# Description of the task
In the printing-duty text, condense the paragraph that begins "In the scanning of the window C" into a short bulleted list that keeps its main facts.
==== Text section ====
FIG. 11 illustrates a method of calculating printing duty of a prescribed zone in an image area, which is now to be printed, of 1280 dots (printhead width)×scanning width of the printhead. The area A is the area that is to be printed now. Further, the area B is the area to be printed next. First, the detection window C is provided. The window is made to scan the image area and printing duty within the window is calculated. In area A, the upper half is an area that was printed in the preceding scan and the residual duty is not calculated here because almost the same duty holds in the present printing. The window C has a size of 128 dots longitudinally by 128 dots horizontally (resolution in the horizontal direction is 1200 dots per inch, i.e., 1200 dpi) and is for calculating printing duty over the entire width of the printhead.

In the scanning of the window C, printing duty is calculated while the window C is shifted in increments of the window size (128 dots horizontally in this embodiment) in the direction of arrow D, i.e., in the scanning direction of the printhead in FIG. 5. In this embodiment, the window C is moved from left to right for the sake of convenience. The lower edge of the area A, which is a boundary area E with respect to the next printing area B, shall be referred to as a boundary portion. The printing area in area A from which the boundary portion has been excluded shall be referred to as a “central portion”.

In this embodiment, an image is completed by scanning the same location twice. Therefore residual duty is calculated and printing direction is determined only with regard to the area that is on the leading half side of nozzle length, as set forth above in the foregoing embodiment.

If an area occupied by the window C in which the residual duty exceeds the threshold value is detected three times in succession in the boundary area E on the leading side of the printing medium, or if such an area is detected five times in succession in the central portion, then printing (unidirectional printing) is performed by a left-to-right scan or right-to-left scan in a manner similar to that of the first embodiment. Furthermore, if the residual duty has exceeded 15% in the boundary area E on the leading side, then three scans, inclusive of the scan that is to be printed now, are printed in the designated printing direction. The reason for this is that a boundary portion in which it is judged that color unevenness will readily occur is included in the scan area to be printed now and in the scan area that will be printed next, and scan areas in which printing is performed successively are adjacent to each other. In a case where the residual duty has exceeded 25% with regard to the image area in the central portion, two scans, inclusive of the scan that is to be printed now, are printed in the designated direction. In a case where such a prescribed group of areas in which the threshold value is exceeded successively in this manner does not exist at the edge portion on the leading side and over the entire image area, printing (back-and-forth printing) is performed using both the left-to-right and right-to-left scanning directions.

FIG. 12 is a flowchart illustrating the processing described above. First, at step S1201 in FIG. 12, a decision count is set to 0 as an initializing operation and the boundary area E of the image area that is to be printed now starts being monitored. That is, the window C is placed at the left end of the boundary area E. Next, at step S1202, the duties of the colors cyan, magenta and yellow are counted in the zone occupied by the window C. In the second embodiment, a weighting calculation is not performed with respect to the counting of duty. The residual duty Dr is calculated at step S1203 using the calculated duties. More specifically, the difference between the total (Dtotal) of the duties of the respective colors and the maximum value (Dmax) of duty is calculated.
==== Data excerpt ====
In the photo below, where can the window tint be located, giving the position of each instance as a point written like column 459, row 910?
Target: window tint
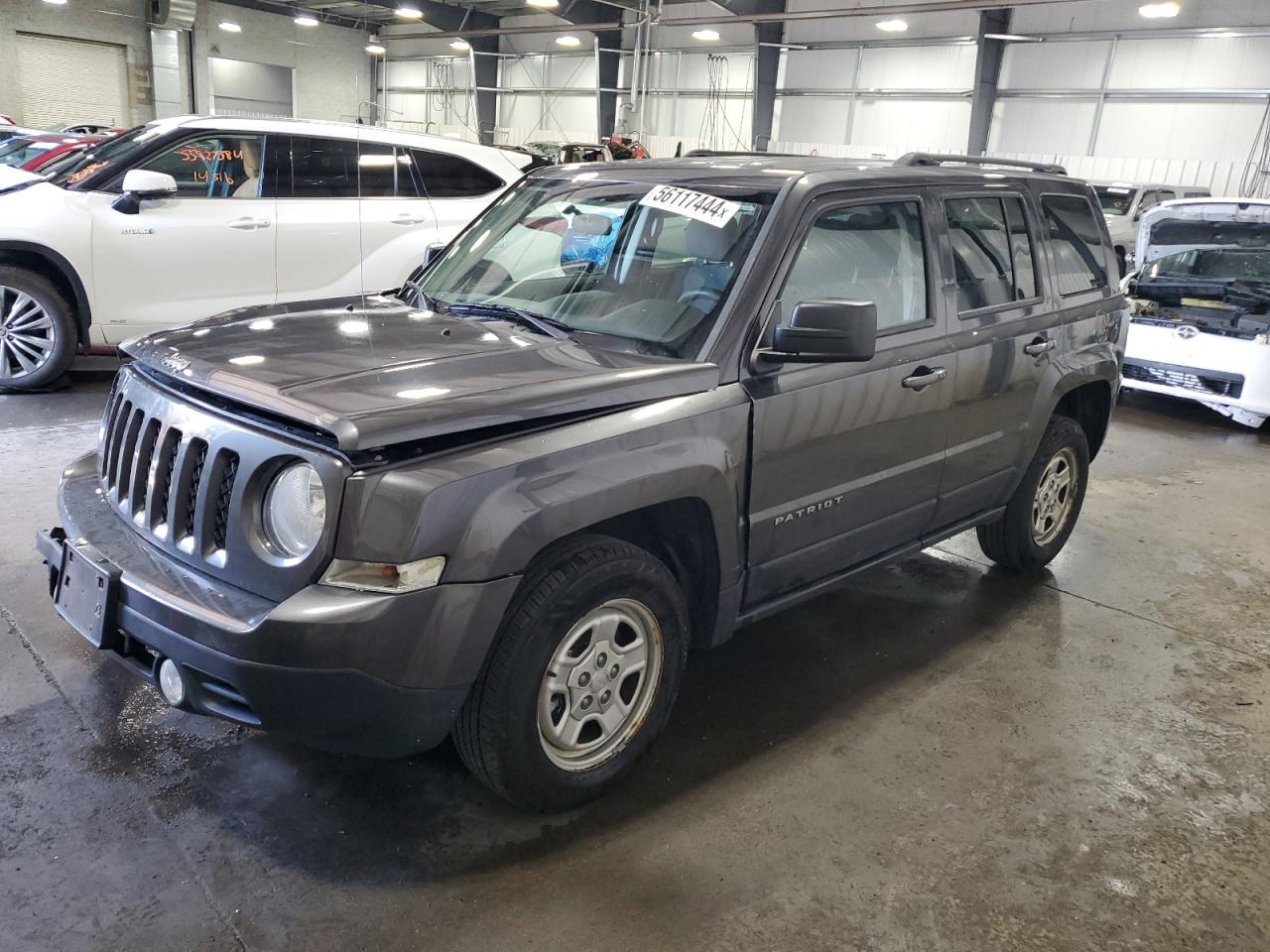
====
# Task solution
- Printing duty is calculated as window C shifts in steps of its own size (128 dots horizontally) in the direction of arrow D, the printhead's scanning direction in FIG. 5.
- For convenience, the window moves from left to right in this embodiment.
- The lower edge of area A is boundary area E, which borders the next printing area B. It is called the boundary portion.
- The rest of the printing area in area A, excluding the boundary portion, is called the central portion.